*VORLIEGENDER TEXT*
##############################
Anna, traumatisiertes Mitglied einer sektenähnlichen Gruppierung, verliebt sich in Antoine, wird schwanger–und ist schliesslich schwer enttäuscht. Nadia, Mutter von vier Kindern lebt ihre Beziehung zu Niklaus heimlich. Barbara und Simon sind beide im Ruhestand, Eltern von zwei erwachsenen Kindern. Ihre Liebesbeziehung wollten sie nicht heimlich leben: Das Buch «Oh, Gott! Kreuzweg Zölibat» erzählt viele Einzelschicksale. Teils mit einem guten Ausgang, teils mit einem traurigen, manchmal ist er noch ungewiss. Zwei Dinge haben aber alle Texte gemeinsam: Sie handeln von der Beziehung zwischen einer Frau und einem katholischen Priester, und sie sind wahr.

Geschichten bewahren

Geschrieben, gesammelt und übersetzt hat die Zeugnisse Gabriella Loser Friedli, selbst Betroffene und Präsidentin der ZöFra, des Vereins der vom Zölibat betroffenen Frauen Schweiz (siehe Kasten). Eine Verlegerin habe sie vor einigen Jahren dazu ermuntert, ihre Geschichte niederzuschreiben. Damals habe sie jedoch abgelehnt. Erst als einige ihrer betroffenen Kolleginnen krank wurden, eine sogar starb, habe sie sich gefragt: Was passiert mit den Geschichten, wenn niemand sie erzählt? «Da viele Frauen kaum je über ihre heimlichen Beziehungen gesprochen haben, würden viele dieser Schicksale unbekannt bleiben.»

Den Hauptteil des im April erschienenen Buchs bilden die persönlichen Geschichten, die oft betroffen, traurig und auch wütend machen. Das Buch bietet aber auch Hintergründe, Analysen, Kommentare, Zahlen und Fakten.

So erfährt der Leser zum Beispiel, dass das Pflichtzölibat im Jahr 1139 nicht nur eingeführt wurde, um die Reinheit der Priester zu garantieren, sondern ebenso sehr um zu verhindern, dass Priester ihren Besitz an ihre Kinder vererbten. «Natürlich gibt es Priester, die kein Problem mit der Einhaltung des Zölibats haben. Wir schätzen aber, dass etwa die Hälfte in der einen oder anderen Art daran leidet oder dagegen verstösst», sagt Gabriella Loser.

Obwohl Frauen und Kinder oft die Leidtragenden dieser Verstösse sind–eine Verurteilung der Priester ist in «Oh, Gott!» nicht zu finden. Im Gegenteil: «Viele wissen gar nicht, dass so viele Menschen unter dem Zölibat leiden», sagt Gabriella Loser. Mit dem Buch möchte sie darauf aufmerksam machen, die Diskussion anregen–und Verständnis wecken.

Da es immer weniger Priester gibt, erhalten diese immer grössere Seelsorgeeinheiten. Der administrative Aufwand steigt. Und wo sich kein einheimischer Priester finden lässt, wird einer aus dem Ausland geholt. «Dies führt dazu, dass vielen Priestern das soziale Netz fehlt, dass sie sich einsam und überfordert fühlen. Da ist der Schritt zu einer Beziehung nicht mehr weit.»
##############################
*GEZEIGTES MATERIAL*
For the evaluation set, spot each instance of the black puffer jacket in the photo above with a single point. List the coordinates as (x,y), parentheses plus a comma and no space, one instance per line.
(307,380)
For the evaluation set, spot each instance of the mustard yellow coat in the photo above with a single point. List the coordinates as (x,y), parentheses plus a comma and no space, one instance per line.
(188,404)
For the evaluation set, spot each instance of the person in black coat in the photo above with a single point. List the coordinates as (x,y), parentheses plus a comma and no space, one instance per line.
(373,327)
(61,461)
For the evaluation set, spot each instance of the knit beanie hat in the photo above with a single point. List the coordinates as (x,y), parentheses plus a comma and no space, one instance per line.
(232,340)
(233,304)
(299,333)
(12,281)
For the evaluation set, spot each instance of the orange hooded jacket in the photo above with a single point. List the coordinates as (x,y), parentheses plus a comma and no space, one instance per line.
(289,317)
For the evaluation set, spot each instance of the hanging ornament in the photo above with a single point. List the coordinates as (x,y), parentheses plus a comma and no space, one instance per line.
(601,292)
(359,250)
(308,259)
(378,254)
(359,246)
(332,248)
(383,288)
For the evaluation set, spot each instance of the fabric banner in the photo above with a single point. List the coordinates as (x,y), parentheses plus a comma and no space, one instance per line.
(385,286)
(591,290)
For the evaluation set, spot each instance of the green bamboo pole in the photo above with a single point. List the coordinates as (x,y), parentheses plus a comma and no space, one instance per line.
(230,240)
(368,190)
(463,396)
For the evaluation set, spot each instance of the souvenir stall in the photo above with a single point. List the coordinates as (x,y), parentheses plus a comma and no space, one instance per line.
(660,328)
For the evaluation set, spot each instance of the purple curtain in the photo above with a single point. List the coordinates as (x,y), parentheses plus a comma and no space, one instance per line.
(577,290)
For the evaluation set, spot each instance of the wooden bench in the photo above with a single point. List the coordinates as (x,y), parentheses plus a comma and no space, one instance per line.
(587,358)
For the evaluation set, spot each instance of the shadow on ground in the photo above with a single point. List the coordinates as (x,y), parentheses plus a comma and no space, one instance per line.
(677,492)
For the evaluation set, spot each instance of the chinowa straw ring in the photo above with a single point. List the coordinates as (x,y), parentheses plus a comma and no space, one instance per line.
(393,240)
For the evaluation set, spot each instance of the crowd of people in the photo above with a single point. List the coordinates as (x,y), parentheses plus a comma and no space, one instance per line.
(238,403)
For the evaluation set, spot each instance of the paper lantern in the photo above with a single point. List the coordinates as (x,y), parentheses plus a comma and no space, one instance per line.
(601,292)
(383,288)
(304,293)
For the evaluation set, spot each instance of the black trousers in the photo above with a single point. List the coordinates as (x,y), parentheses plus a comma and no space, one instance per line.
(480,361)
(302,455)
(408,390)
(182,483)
##############################
*ZIEL DER ÜBUNG*
Gib den Text zum Zölibat von „Geschichten bewahren“ bis einschließlich „Zahlen und Fakten.“ erneut wieder und ersetze dabei „Verlegerin“ durch „Journalistin“.

*SCHRIFTLICHE ANTWORT*
Geschichten bewahren

Geschrieben, gesammelt und übersetzt hat die Zeugnisse Gabriella Loser Friedli, selbst Betroffene und Präsidentin der ZöFra, des Vereins der vom Zölibat betroffenen Frauen Schweiz (siehe Kasten). Eine Journalistin habe sie vor einigen Jahren dazu ermuntert, ihre Geschichte niederzuschreiben. Damals habe sie jedoch abgelehnt. Erst als einige ihrer betroffenen Kolleginnen krank wurden, eine sogar starb, habe sie sich gefragt: Was passiert mit den Geschichten, wenn niemand sie erzählt? «Da viele Frauen kaum je über ihre heimlichen Beziehungen gesprochen haben, würden viele dieser Schicksale unbekannt bleiben.»

Den Hauptteil des im April erschienenen Buchs bilden die persönlichen Geschichten, die oft betroffen, traurig und auch wütend machen. Das Buch bietet aber auch Hintergründe, Analysen, Kommentare, Zahlen und Fakten.